§ **Problem requirements**:
Reproduce the full listing that appears beneath this instruction exactly.

(Records excerpted from a collection)
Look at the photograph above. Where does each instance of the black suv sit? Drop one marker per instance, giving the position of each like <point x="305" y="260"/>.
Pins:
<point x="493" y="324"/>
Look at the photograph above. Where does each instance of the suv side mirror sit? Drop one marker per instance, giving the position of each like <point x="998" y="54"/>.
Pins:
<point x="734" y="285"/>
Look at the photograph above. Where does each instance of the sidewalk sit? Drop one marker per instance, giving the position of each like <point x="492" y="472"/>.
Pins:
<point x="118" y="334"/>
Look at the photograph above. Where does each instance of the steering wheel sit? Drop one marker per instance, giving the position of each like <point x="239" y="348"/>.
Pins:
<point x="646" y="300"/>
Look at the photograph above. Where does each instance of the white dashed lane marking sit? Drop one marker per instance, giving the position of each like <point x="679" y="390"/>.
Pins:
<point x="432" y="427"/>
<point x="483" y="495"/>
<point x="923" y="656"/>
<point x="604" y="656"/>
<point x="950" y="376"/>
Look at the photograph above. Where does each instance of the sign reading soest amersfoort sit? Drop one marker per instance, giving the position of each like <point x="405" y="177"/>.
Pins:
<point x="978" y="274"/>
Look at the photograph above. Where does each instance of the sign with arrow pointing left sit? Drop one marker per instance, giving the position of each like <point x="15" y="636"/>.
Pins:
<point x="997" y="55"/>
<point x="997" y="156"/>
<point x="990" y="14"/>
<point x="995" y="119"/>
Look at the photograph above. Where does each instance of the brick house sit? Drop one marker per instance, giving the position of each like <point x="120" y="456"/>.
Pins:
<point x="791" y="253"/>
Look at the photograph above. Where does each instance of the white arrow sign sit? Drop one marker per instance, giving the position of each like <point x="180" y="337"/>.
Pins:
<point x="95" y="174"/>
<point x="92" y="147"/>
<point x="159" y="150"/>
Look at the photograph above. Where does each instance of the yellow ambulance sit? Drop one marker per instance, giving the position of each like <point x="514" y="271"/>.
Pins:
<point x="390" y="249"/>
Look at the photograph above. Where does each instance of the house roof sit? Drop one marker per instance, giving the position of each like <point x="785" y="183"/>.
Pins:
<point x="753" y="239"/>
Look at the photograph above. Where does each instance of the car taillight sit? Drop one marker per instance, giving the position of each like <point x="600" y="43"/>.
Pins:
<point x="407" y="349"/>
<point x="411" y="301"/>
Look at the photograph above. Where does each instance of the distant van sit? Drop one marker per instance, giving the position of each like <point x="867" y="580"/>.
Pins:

§ **Reply to the exercise**:
Look at the photograph above. Where does each instance of the black suv sit? Drop one marker per instance, giving the position of each like <point x="305" y="260"/>.
Pins:
<point x="493" y="324"/>
Look at the photograph above. Where does each instance of the suv side mirror sit? Drop one marker per instance, giving the position of each like <point x="998" y="54"/>.
Pins:
<point x="734" y="285"/>
Look at the photograph above. Where does each instance of the sidewalk sit? Drop one marker per instance, giving the position of each like <point x="492" y="472"/>.
Pins:
<point x="118" y="334"/>
Look at the photograph above. Where does each instance of the steering wheel sit? Drop one marker per instance, giving the position of each like <point x="239" y="348"/>.
Pins:
<point x="646" y="300"/>
Look at the photograph above. Where does each instance of the white dashed lane marking sit? Drop one marker per instance, giving the position of each like <point x="679" y="390"/>.
Pins:
<point x="432" y="427"/>
<point x="483" y="495"/>
<point x="923" y="656"/>
<point x="604" y="656"/>
<point x="950" y="376"/>
Look at the photograph above. Where does each instance of the sign reading soest amersfoort sit? Drop one marker per instance, giving the position of each like <point x="405" y="177"/>.
Pins:
<point x="978" y="274"/>
Look at the photograph above. Where does each instance of the sign with arrow pointing left sit? Drop one marker per instance, giving the position of each like <point x="15" y="636"/>.
Pins:
<point x="997" y="55"/>
<point x="997" y="156"/>
<point x="990" y="14"/>
<point x="995" y="119"/>
Look at the photograph above. Where does each instance of the brick house sit? Drop one marker per instance, giving the position of each like <point x="120" y="456"/>.
Pins:
<point x="791" y="253"/>
Look at the photograph above. Where does each instance of the white arrow sign sit? Drop one marker per instance, giving the position of each like <point x="180" y="337"/>.
Pins:
<point x="95" y="174"/>
<point x="92" y="147"/>
<point x="159" y="150"/>
Look at the photograph above. Where does each instance of the yellow ambulance sit? Drop one marker per instance, giving the position of each like <point x="514" y="271"/>.
Pins:
<point x="390" y="249"/>
Look at the photograph above. Where does each instance of the house roof sit? Drop one marker per instance, giving the position of each like <point x="785" y="183"/>.
Pins:
<point x="753" y="239"/>
Look at the photograph above. Where does each instance of the car taillight sit? Drop one marker per instance, giving the position of each like <point x="600" y="43"/>.
Pins:
<point x="407" y="349"/>
<point x="411" y="301"/>
Look at the photograph above. Where does each instance of the distant van sit? Drop one marker per instance, giving the position of each like <point x="867" y="580"/>.
Pins:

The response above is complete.